__Given records__:
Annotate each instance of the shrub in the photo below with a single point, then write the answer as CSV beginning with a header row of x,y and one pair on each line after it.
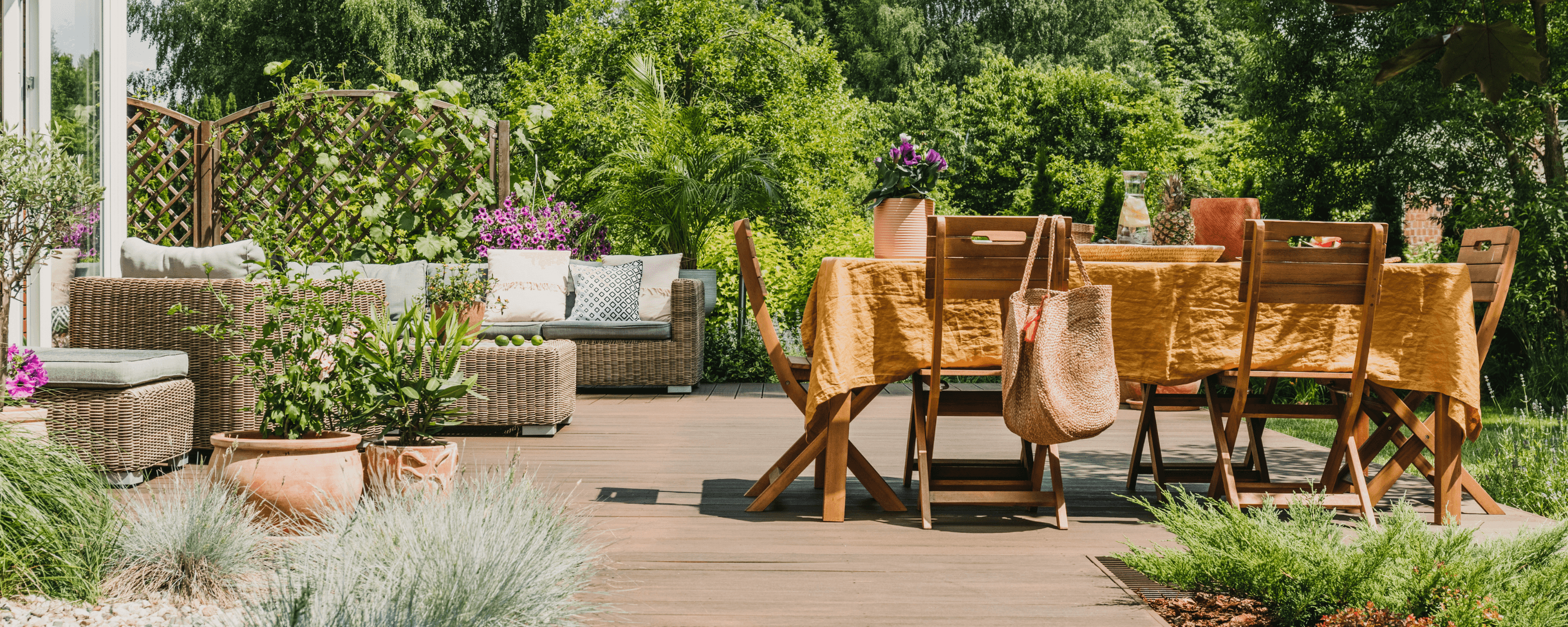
x,y
57,522
493,552
198,541
1305,568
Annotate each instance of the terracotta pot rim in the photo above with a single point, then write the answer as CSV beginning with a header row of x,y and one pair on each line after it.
x,y
385,444
332,441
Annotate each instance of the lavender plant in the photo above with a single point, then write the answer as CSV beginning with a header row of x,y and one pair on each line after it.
x,y
22,373
548,226
908,171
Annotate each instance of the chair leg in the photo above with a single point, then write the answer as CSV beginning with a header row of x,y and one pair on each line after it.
x,y
922,457
1056,486
908,446
1359,475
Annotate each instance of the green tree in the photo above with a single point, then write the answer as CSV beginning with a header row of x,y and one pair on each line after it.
x,y
218,46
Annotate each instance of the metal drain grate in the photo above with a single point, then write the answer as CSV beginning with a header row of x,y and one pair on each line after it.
x,y
1137,582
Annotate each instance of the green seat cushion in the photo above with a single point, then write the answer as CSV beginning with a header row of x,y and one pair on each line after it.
x,y
110,367
606,330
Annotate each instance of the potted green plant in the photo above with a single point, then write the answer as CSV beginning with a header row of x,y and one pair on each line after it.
x,y
904,181
311,399
418,373
678,179
461,294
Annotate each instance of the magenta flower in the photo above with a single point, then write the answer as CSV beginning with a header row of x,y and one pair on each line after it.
x,y
24,373
551,226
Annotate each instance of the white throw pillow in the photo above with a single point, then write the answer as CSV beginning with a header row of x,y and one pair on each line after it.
x,y
532,283
659,272
148,261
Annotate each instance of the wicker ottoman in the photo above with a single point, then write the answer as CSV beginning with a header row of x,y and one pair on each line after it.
x,y
530,389
124,411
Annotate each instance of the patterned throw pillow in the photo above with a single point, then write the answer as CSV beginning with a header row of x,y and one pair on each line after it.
x,y
608,292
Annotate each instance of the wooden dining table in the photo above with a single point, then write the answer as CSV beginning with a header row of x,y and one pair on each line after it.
x,y
866,325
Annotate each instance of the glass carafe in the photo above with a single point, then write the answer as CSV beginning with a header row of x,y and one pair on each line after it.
x,y
1134,224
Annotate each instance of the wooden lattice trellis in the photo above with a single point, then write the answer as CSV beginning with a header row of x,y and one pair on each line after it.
x,y
192,183
165,175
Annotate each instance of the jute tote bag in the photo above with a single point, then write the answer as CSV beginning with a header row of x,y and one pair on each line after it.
x,y
1059,366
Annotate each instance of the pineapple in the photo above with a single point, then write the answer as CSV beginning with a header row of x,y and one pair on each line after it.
x,y
1173,224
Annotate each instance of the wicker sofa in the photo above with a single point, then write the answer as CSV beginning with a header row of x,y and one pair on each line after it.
x,y
112,312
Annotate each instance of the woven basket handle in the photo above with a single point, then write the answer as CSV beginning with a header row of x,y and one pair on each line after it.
x,y
1034,250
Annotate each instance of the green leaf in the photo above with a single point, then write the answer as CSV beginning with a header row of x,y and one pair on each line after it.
x,y
1494,52
1408,57
272,69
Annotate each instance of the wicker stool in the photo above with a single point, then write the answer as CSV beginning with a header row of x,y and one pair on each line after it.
x,y
532,389
124,411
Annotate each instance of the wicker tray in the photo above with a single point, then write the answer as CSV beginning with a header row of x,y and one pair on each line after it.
x,y
1136,253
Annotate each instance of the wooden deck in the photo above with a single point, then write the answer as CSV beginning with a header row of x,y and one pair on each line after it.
x,y
664,475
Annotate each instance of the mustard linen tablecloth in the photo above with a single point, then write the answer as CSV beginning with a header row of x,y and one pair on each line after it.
x,y
866,324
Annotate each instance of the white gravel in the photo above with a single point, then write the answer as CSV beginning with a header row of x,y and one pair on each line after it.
x,y
41,612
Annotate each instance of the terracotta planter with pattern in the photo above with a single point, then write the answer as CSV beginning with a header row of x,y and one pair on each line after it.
x,y
424,469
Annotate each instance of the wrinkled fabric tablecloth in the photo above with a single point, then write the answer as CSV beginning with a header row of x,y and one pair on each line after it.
x,y
867,324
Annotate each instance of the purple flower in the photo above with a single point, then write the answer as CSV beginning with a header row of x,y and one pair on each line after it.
x,y
24,373
935,157
551,226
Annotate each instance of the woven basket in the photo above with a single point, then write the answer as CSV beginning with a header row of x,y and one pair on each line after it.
x,y
1082,234
1136,253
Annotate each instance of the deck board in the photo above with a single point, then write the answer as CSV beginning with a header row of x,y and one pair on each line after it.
x,y
664,477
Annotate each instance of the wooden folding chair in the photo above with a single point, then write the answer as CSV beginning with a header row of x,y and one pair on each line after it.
x,y
1490,254
1278,273
957,267
794,372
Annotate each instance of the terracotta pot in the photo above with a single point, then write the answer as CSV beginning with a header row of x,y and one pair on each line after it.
x,y
422,469
1132,394
1220,222
292,482
471,312
27,420
899,228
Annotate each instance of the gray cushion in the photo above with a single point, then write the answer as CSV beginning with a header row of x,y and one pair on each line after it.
x,y
595,330
405,284
99,367
146,261
526,330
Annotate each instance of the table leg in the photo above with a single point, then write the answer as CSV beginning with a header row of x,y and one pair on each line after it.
x,y
1448,438
838,461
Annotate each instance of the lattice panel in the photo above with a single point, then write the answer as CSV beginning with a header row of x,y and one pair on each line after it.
x,y
269,165
162,175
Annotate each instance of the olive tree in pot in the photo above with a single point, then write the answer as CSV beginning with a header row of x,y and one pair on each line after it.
x,y
678,181
311,400
416,367
44,193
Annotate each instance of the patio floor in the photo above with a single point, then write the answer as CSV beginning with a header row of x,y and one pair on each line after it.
x,y
664,475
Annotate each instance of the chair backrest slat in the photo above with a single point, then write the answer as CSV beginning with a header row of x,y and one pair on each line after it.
x,y
758,298
1490,256
992,270
1312,275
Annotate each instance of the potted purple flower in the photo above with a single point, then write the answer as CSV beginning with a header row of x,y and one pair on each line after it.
x,y
24,375
904,181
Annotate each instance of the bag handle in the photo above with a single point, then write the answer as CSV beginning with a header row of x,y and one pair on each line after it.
x,y
1034,251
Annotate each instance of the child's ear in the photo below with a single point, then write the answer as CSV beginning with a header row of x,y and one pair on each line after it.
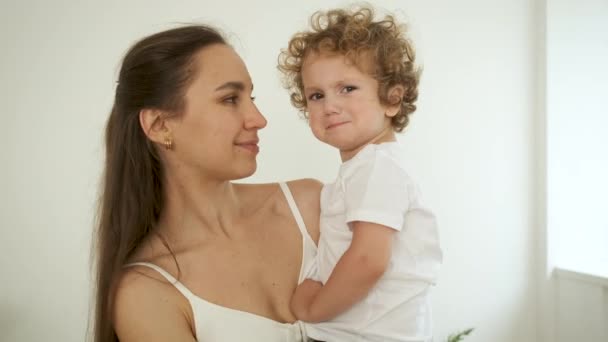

__Exercise instructions__: Copy all of the entries above word for word, but leave out the pictures.

__Problem solution__:
Annotate each instance of the shrub in the photo below with a single point, then write the answer as CSV beginning with a header row of x,y and one pair on each line after it.
x,y
57,522
493,552
198,541
1305,568
Annotate each instance of the terracotta pot rim in the photo above with a single point, then write the answer as CSV beginning with a header row of x,y and one pair on each line after it.
x,y
385,444
332,441
Annotate each instance of the lavender plant in the photo above with a single point, then write the answer as CSV beginning with a header row of x,y and one pair on each line after it.
x,y
22,373
548,226
908,171
Annotate each instance of the chair leg in the photo above with a single point, then write the answer as CSV beginning with a header row of x,y and one pair on each line after it.
x,y
922,457
1056,486
908,446
1359,475
Annotate each instance of the green tree in the photo above with a single point, then write the answer as CSV beginning with a header row of x,y and one pair on each line after it.
x,y
218,46
Annotate each instance of the metal drain grate in the photo above with a single point, then write the answer as CSV beginning with a header row of x,y and one pair on each line after it.
x,y
1137,582
Annotate each instance of the green seat cushion in the photo above with a single point, then write the answer as CSV beginning with a header row of x,y and one pair on each line after it.
x,y
110,367
606,330
Annotate each instance of the potted green plant in the photo above with a single point, then write the answer as CSV beginning with a header row of x,y and one pair on each line after it.
x,y
904,181
311,399
418,373
678,179
461,294
Annotate each instance of the magenta flower in the photo above with a single point, then write the answer as CSV beginning with a header row of x,y and one pair on each line after it.
x,y
24,373
551,226
Annotate each instance of the white throw pillow in the photo above with a single point, then write the answer as CSV beginning with a header row of x,y and one pair on each line after it.
x,y
532,283
659,272
148,261
Annotate each instance of the wicker ottoman in the photo above with a single point, then write the answer as CSV beginning with a header row of x,y and one pair on each line after it.
x,y
530,389
124,411
Annotate each instance of the patterned throw pillow in the photo above with a single point, then write the answer as CSV beginning with a header row of x,y and one pair on each line after it.
x,y
608,292
Annotate each instance of the wooden dining table in the photo above with a single point, then write the answer as CSV beginning with a header row of x,y and one pair on each line after it.
x,y
866,325
Annotate each instance of the glass carafe in the photo above with a single point, then write the answer as CSV beginning with a header row of x,y and one pair on each line after it.
x,y
1134,224
Annotate each instance of the wooden lattice trellis in the photo above with a single point, then write the answer as CSV beginning with a header row of x,y and one pair on each line after it.
x,y
192,183
165,175
Annotate each instance of the jute tote bag in the photo above with a single point, then write the answer as CSV beginning with a header row of x,y and one pair on each line after it.
x,y
1059,366
Annotate each instance of the pineapple in the photo above with a single point, then write the answer as CSV beginning with a header row of x,y and one pair on each line after it.
x,y
1173,224
Annotate each instance of the wicker sofa in the photo above with a single point, then write the answer as CSV beginning with a header row of x,y and one pair on each line after it.
x,y
112,312
Annotate each instance of the woven basket handle in the photo above with a single point, then write the answer as CSV beginning with a header row of x,y and one pair on each line after it.
x,y
1034,250
Annotate each instance of the green leaf in the photo above with a single point, then write the answer as CSV beginning with a header row of x,y and one pair on each line after it.
x,y
1494,52
1408,57
272,69
Annotate each instance of the wicker stool in the photo above with a single point, then write the answer as CSV beginning with a header row of x,y and one pair on each line after it.
x,y
532,389
124,411
Annotate each instance of the wicker tray in the photo above with a single point, then write the answer as CSV beginning with a header row of x,y and one pair on each line after it.
x,y
1136,253
Annotate each instance of the wooden deck in the photo above with a single point, then write the answer as CSV beginning with a header row of x,y and one pair on each line after it.
x,y
664,475
Annotate each instance of the mustard linen tablecloth in the photo above with a single point, then write the answer as CSV beginning with a header row of x,y and one pair on each line after it.
x,y
866,324
Annotate each instance of the white gravel in the photo above with a single point, then write the answer as CSV beginning with a header row of x,y and one pair on each line after it.
x,y
41,612
Annotate each instance of the terracotta planter with pattern in the photo above with a single point, then write the answer as CSV beginning with a header row of x,y and one pair on each line after it.
x,y
424,469
Annotate each instance of the wrinkled fabric tablecloth in the photo above with a single point, then write the answer as CSV beginning with a header row of x,y and one pair on each line after it.
x,y
867,324
Annotate each instance of the purple flower in the photo above with a single point, then write the answer as CSV beginning with a header row of x,y and one pair on each line after it.
x,y
24,373
935,157
551,226
Annotate each instance of the woven basket in the photo above with a single point, then write the answer as CSV beginning with a header row of x,y and one pair on each line after it.
x,y
1082,234
1136,253
Annotate each instance of the deck board in the photo above with a single point, then write the answer as CSV beginning with a header row of x,y and one pair on each line after it.
x,y
664,477
Annotate each instance of the wooden folding chair in the photo above with a single point, then write the answer as CSV beginning with a header row of x,y and one pair on each line after it.
x,y
1490,254
1278,273
957,267
794,372
Annotate each instance of the terracotta pot in the photo above with a single point, then write the answer as CSV beginning with a header row of x,y and one pair on each line after it.
x,y
422,469
1132,394
1220,222
292,482
471,312
27,420
899,228
Annotate each instance of the gray cushion in the photo above with a single point, then write the answer as CSV beginning with a header row of x,y and one pair on each line after it.
x,y
595,330
405,284
99,367
146,261
526,330
Annotate each instance of the table leg in the photo above with a single point, then write the answer as CSV beginning with a header row of x,y and one pair on each line after it.
x,y
1448,438
838,461
Annotate each instance of the lattice panel in the photo above with a single point, then write the answer as CSV beginning with a header row of x,y and one pair on each line after it.
x,y
269,165
162,175
Annotate each instance of the olive tree in pot in the photo above with a single point, then write the answer as CSV beginning with a header row of x,y and one pair on each line after it.
x,y
678,181
311,400
416,367
44,193
Annotate each instance of the patio floor in the photo above with a single point, then write the answer as CSV beginning with a header row of x,y and one pair on each line after it.
x,y
664,475
Annotate each instance of the chair backrest slat in the photo above with a single point, then write the answer as CSV beginning with a header row of x,y and one pair on each line after it.
x,y
758,298
1490,256
992,270
1312,275
Annotate each instance of the potted purple flower in the photo above with a single point, then write the answer as CSV beginning with a header row of x,y and one pair on each line after it.
x,y
24,375
904,181
Annotate each instance of the bag handle in the photo above with a single point, then write the answer as CSV beginning with a header row of x,y and one pair on each line after it.
x,y
1034,251
Annotate each instance of the child's ear in the photo below with a single point, then write the answer as CSV beginning with a header row of x,y and one pair on each line after it.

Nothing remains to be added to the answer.